>> START QUOTED PASSAGE

Pneumatic Automation

Pneumatic Automation

 

the set of devices for the construction of automatic control systems in which the information is represented by the pressure or discharge of a gas, usually air (pneumatic signals); the branch of engineering that studies this form of automation. Pneumatic automation uses devices for collecting information (transducers with pneumatic output, pneumatic limit and travel switches, and so on), for conversion and storage of information (pneumatic controllers, optimizers, analog computer devices, and relay systems), for data display (indicating and recording devices and display units), and for conversion of data into control actions (pneumatic final-control elements).

Because of its low speed of response, pneumoautomatic hardware is used in control systems for slow processes and in cases where performance of a very large number of computations is not necessary for execution of a control algorithm. In spite of these limitations the field of application of pneumoautomatic hardware is very broad. In particular, it is used in most control systems for production processes. Pneumatic methods of automation are often given preference over electronic methods. This is mainly because pneumatic equipment is by nature explosion-proof and fireproof and, in addition, is better suited to operation under industrial production conditions, particularly if the air in production areas is badly polluted or if the production processes generate strong electromagnetic fields. It is the prinicipal method of automation in the chemical and petroleum-refining industries; in petroleum, gas, and coal-extraction enterprises; and in the transportation of petroleum and gas.

Pneumatic devices for the stabilization of a single parameter have become the most common in solving automation problems. Such devices combine a transducer, a master device (setter), a controller, and the indicating and recording instruments—that is, all the instruments that make up a single-loop control circuit. However, in machine building simple discrete automation systems have often been constructed by combining limit and travel types of pneumatic switches and distributors for pneumatic actuating mechanisms in a relay system.

An important step on the path toward the creation of an integrated system of general-purpose pneumoautomatic control devices took place in the early 1950’s with the shift to integrated construction of a control systems, which is accomplished by means of a set of functional modules and instruments. In the USSR such a system of devices has been designated as the unified integrated system. Its use has substantially broadened the potential of pneumatic automation in the construction of control systems for continuous production processes.

The development and use in pneumatic automation of all-purpose elements led to a dramatic change in the potential of such automatic control. A system of pneumatic elements called USEPPA (universal system of elements for industrial pneumatic automation) was developed and put into production in the USSR during the early 1960’s. Since then the element (modular) method of constructing pneumatic control systems has become the practice. USEPPA has become the basis for the production of the Start system, a new set of standard devices that replaces and overlaps the unified integrated system in its functional potential, and the Tsentr system, an integrated set of devices for the centralized monitoring and control of numerous continuous production processes. Both systems completely meet the requirements for pneumatic automation.

>> END QUOTED PASSAGE

* CHALLENGE 1: In the pneumatic automation article, write out the part that opens with the words containing "Pneumatic devices for" and closes with "a relay system.", switching "machine building" to "shipbuilding".
* CHALLENGE 2: Which devices does the pneumatic automation article name for the conversion and storage of information? List all of them.
* CHALLENGE 3: Write the next part of the pneumatic automation article.

>> START INFORMATION GIVEN

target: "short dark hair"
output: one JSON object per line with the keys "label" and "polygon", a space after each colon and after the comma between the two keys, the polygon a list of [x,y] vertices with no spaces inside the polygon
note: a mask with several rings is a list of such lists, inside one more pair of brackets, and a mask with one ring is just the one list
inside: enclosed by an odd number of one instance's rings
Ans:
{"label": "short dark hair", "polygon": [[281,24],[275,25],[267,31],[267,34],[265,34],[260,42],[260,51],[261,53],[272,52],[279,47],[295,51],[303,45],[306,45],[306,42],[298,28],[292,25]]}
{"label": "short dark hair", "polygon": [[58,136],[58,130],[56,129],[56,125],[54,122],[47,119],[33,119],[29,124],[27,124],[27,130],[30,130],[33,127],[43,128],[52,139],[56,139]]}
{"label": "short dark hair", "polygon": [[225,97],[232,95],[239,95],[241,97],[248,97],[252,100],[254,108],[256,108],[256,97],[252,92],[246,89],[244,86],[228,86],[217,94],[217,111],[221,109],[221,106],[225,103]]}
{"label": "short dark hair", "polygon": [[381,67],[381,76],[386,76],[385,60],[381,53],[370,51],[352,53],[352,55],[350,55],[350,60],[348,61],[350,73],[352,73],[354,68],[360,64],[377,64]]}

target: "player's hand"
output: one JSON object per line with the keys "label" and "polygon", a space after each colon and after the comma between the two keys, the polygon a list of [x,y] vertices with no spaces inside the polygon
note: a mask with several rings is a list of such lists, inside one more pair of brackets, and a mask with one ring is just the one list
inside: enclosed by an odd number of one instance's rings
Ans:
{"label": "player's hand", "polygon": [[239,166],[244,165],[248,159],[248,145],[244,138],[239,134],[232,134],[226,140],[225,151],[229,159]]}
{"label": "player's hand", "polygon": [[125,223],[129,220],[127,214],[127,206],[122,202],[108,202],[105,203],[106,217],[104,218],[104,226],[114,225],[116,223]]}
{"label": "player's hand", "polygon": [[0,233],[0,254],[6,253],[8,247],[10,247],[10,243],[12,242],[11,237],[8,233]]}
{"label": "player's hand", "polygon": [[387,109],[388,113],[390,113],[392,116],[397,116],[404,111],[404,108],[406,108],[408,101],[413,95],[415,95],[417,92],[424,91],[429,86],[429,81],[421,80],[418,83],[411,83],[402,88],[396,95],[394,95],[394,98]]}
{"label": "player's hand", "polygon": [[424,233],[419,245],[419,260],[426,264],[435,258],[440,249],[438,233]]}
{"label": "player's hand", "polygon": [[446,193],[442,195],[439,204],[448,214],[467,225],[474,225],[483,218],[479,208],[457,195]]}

>> END INFORMATION GIVEN

* TASK OUTPUT 1:
Pneumatic devices for the stabilization of a single parameter have become the most common in solving automation problems. Such devices combine a transducer, a master device (setter), a controller, and the indicating and recording instruments—that is, all the instruments that make up a single-loop control circuit. However, in shipbuilding simple discrete automation systems have often been constructed by combining limit and travel types of pneumatic switches and distributors for pneumatic actuating mechanisms in a relay system.

* TASK OUTPUT 2:
- Pneumatic controllers
- Optimizers
- Analog computer devices
- Relay systems

* TASK OUTPUT 3:
Discrete control systems are constructed from elements of USEPPA. As a result of the development of relay engineering, modern pneumatic automation differs little from modern electronic automatic control in both functional potential and structural features. This is most evident in the Tsikl set of pneumatic devices, which is designed for the control systems of periodic (cyclical) processes. The elements of the set are based on jet-diaphragm relay devices. The basic component of the set is the subunit, which is a board with a pneumatic printed circuit that carries the set of pneumatic elements (jet modules and diaphragm amplifiers) belonging to the subunit. The system includes a set of subunits that perform various functions; virtually any control system of the cyclical type can be constructed from such a set. The subunits of the system are coupled by means of special pneumatic connectors in containers that form the units; several units, in turn, are mounted in standard cabinets, bays, and consoles.

REFERENCES

Lemberg, M. D. Pnevmoavtomatika. Moscow-Leningrad, 1961.
Zalmanzon, L. A. Protochnye elementy pnevmati cheskikh priborov kon-trolia i upravleniia. Moscow, 1961.
Berezovets, G. T., A. L. Malyi, and E. M. Nadzhafov. Pribory pnevmati-cheskoi agregatnoi unifitsirovannoi sistemy i ikh ispol’zovanie dlia av-tomatizatsii proizvodstvennykh protsessov, 3rd ed. Moscow, 1965.
Prusenko, V. S. Pnevmaticheskie datchiki i vtorichnye pribory. Moscow-Leningrad, 1965.
Prusenko, V. S. Pnevmaticheskie reguliatory. Moscow-Leningrad, 1966.
Berends, T. K., T. K. Efremova, and A. A. Tagaevskaia. Elementy i skhemy pnevmoavtomatiki. Moscow, 1968.
Lemberg, M. D. Releinye sistemy pnevmoavtomatiki. Moscow, 1968.
Ferner, V. Vozdukh pomogaet avtomatizirovat’. (Translated from German.) Moscow, 1971.
Elementy i ustroistva struinoi tekhniki. Moscow, 1972.
Fudim, E. V. Pnevmaticheskaia vychislitel’naia tekhnika: Teoriia us-troistv i elementov. Moscow, 1973.
Agregatnoe postroenie pnevmaticheskikh sistem upravleniia. Moscow, 1973.
Dmitriev, V. N., and V. G. Gradetskii. Osnovy pnevmoavtomatiki. Moscow, 1973.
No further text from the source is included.